Repeat nothing but the lines below running from the one containing "Target: man's forehead" to the one containing "of the jacket". Keep both end lines.

Point-per-instance localization data
+---+

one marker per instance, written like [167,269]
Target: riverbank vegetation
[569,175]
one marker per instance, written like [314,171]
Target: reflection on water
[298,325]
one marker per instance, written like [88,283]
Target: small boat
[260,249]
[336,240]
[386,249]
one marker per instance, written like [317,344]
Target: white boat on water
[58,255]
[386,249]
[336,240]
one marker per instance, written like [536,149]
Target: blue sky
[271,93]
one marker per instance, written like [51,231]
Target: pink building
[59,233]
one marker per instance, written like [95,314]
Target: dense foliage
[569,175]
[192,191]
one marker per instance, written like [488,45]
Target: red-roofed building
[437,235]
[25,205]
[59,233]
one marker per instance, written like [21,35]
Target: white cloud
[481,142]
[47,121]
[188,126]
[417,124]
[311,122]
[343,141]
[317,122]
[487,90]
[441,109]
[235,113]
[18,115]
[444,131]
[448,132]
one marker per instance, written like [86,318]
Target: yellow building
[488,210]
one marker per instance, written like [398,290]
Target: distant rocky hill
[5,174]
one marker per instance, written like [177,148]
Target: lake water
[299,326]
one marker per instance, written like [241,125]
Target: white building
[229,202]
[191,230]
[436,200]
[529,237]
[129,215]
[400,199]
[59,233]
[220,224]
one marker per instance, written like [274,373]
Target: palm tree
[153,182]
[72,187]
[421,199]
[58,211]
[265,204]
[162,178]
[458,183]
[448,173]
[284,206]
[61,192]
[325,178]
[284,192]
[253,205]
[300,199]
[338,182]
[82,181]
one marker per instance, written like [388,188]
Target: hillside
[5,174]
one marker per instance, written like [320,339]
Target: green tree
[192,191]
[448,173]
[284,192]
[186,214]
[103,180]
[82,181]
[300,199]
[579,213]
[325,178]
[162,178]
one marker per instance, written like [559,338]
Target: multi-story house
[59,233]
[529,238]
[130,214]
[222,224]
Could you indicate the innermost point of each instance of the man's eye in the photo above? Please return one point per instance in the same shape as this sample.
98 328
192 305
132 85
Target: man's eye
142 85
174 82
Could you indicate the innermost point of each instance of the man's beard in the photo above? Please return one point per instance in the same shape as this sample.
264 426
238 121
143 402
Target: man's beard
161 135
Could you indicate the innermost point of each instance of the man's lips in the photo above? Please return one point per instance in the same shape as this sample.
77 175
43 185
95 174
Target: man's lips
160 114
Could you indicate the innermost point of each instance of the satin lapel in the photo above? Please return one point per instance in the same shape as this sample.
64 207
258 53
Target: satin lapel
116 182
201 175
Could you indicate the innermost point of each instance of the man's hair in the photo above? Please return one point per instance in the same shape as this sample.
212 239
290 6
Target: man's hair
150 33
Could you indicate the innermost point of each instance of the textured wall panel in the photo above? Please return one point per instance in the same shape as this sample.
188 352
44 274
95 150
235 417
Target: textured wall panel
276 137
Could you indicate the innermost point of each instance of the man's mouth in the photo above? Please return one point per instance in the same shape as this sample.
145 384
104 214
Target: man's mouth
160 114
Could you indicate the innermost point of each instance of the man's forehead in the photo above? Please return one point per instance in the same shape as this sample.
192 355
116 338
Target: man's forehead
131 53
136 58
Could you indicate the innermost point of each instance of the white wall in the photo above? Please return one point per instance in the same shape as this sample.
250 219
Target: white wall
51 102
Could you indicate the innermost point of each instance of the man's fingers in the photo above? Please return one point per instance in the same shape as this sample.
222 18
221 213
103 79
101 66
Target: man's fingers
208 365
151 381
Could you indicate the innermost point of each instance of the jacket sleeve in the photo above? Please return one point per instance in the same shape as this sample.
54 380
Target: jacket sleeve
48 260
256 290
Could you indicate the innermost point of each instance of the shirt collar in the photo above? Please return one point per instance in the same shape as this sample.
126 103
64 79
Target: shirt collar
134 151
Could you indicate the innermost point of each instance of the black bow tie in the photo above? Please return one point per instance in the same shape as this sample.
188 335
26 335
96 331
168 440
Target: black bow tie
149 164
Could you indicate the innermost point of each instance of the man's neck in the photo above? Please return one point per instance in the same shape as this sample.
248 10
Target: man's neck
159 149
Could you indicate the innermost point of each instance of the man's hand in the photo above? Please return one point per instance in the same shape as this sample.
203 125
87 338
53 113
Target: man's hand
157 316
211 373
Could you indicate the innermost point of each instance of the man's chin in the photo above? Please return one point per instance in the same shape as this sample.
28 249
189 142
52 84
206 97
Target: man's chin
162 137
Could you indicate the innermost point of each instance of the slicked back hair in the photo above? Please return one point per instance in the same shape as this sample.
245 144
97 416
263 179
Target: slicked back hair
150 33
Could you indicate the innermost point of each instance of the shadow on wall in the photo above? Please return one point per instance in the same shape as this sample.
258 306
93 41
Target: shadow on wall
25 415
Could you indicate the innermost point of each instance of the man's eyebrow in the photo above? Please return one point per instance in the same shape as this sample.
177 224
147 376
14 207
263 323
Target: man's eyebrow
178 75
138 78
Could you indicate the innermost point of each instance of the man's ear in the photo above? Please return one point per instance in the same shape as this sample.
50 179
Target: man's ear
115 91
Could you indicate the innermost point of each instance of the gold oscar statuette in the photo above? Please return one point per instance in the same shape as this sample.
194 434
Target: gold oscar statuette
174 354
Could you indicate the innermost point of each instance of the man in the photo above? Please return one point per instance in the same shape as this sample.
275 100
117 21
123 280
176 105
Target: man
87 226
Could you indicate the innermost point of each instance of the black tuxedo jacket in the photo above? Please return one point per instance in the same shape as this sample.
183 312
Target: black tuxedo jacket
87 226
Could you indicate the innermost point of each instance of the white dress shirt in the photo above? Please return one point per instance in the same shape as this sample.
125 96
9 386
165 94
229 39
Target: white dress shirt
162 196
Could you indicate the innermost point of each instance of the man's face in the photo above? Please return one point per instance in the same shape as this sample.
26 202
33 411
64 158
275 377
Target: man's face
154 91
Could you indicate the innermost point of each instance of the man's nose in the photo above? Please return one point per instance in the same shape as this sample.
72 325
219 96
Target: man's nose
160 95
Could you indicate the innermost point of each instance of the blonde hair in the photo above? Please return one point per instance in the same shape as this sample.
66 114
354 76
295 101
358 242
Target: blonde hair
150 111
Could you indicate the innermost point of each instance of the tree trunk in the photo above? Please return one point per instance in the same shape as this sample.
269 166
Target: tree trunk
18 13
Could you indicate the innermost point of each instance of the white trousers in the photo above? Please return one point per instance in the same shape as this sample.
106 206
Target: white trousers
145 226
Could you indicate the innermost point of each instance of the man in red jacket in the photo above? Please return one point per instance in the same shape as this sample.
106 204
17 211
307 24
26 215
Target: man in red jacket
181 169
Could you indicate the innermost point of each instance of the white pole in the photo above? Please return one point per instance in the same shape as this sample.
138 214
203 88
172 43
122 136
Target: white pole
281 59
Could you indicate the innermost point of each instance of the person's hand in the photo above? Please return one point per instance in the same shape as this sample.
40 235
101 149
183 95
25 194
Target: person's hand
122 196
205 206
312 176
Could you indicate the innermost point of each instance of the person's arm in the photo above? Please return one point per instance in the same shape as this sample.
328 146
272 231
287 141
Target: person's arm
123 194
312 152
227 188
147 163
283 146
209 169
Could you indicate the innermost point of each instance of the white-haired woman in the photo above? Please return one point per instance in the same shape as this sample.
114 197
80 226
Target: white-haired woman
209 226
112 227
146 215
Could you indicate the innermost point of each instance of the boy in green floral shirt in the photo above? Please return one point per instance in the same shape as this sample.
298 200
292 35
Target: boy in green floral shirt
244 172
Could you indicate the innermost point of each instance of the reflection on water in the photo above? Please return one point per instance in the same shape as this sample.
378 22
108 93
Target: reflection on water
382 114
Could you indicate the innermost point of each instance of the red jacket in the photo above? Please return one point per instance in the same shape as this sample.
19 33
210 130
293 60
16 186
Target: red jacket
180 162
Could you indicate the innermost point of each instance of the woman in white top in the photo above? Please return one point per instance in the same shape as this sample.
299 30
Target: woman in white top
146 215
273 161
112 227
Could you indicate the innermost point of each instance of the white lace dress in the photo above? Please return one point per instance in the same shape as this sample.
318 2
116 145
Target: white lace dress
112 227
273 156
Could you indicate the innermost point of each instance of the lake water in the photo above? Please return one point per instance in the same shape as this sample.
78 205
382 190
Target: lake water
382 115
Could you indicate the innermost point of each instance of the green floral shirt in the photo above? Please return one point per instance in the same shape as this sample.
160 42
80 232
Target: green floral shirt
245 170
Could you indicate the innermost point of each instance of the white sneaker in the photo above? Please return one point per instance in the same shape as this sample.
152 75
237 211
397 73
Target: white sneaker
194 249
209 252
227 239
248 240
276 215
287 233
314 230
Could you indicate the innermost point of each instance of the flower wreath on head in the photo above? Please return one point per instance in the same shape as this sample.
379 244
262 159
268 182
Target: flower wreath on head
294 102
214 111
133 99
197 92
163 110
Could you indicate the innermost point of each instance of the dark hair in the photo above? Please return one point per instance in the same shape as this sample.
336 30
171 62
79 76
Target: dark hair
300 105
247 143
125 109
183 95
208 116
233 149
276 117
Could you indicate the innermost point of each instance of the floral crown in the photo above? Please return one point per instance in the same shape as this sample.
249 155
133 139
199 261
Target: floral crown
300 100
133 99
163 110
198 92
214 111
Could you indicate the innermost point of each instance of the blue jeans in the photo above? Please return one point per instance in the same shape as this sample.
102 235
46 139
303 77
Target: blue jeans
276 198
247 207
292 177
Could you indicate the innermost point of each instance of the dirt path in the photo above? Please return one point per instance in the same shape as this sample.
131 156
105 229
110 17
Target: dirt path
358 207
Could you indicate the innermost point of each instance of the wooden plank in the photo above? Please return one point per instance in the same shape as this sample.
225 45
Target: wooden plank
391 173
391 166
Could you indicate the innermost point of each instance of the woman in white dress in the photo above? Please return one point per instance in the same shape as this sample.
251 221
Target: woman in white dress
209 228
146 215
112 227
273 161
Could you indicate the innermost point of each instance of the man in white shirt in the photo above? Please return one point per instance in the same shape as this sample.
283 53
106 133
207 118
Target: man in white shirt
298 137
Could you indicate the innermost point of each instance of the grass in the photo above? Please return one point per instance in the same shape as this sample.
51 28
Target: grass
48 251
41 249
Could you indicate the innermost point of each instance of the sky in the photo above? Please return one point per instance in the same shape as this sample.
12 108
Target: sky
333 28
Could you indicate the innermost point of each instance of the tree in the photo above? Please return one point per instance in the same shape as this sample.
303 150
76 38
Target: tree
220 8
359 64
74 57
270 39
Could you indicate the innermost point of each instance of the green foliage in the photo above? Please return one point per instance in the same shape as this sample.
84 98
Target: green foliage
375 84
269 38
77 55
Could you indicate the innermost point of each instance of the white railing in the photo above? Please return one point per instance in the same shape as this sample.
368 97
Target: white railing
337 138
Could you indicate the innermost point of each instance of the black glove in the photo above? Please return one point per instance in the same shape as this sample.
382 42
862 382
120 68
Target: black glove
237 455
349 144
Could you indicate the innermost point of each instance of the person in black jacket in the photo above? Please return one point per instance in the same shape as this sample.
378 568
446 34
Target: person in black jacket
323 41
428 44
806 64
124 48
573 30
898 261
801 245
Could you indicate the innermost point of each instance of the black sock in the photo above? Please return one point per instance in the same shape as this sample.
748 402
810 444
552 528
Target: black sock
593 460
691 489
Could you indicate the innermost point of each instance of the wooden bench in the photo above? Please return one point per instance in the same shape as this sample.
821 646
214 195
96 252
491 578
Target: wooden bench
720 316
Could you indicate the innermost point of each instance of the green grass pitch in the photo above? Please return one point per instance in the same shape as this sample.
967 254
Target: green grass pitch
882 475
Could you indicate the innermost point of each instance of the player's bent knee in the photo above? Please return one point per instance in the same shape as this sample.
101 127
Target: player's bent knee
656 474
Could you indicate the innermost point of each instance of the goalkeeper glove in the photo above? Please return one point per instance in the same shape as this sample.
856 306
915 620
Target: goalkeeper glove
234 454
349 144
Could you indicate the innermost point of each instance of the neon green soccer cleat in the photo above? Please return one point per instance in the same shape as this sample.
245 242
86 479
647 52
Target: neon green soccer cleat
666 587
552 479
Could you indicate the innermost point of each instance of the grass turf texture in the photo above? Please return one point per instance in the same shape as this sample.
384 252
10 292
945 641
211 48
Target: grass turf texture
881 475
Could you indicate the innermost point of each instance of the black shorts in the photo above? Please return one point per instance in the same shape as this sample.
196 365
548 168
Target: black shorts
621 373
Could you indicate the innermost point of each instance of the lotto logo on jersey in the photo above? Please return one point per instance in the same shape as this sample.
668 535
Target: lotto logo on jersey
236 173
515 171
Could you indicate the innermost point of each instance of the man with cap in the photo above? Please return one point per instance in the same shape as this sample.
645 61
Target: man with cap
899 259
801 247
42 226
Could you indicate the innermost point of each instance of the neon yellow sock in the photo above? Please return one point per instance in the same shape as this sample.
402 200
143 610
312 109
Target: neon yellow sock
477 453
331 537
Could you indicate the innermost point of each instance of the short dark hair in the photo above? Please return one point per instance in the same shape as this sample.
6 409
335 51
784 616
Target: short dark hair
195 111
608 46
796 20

+---+

Problem solution.
Target: man's forehead
131 53
136 58
Could you indicate the innermost point of each instance of the white wall in the photo above? Please return one point per instance in the same shape as this sample.
250 219
Target: white wall
51 102
Could you indicate the innermost point of each instance of the man's fingers in the photo above? Please return one point per instance in the same shape as this sample.
222 18
221 213
103 79
101 66
Target: man's fingers
208 365
151 381
Could you indicate the innermost point of each instance of the jacket sleeve in the photo above? Please return one point per instance in the same shape as this sample.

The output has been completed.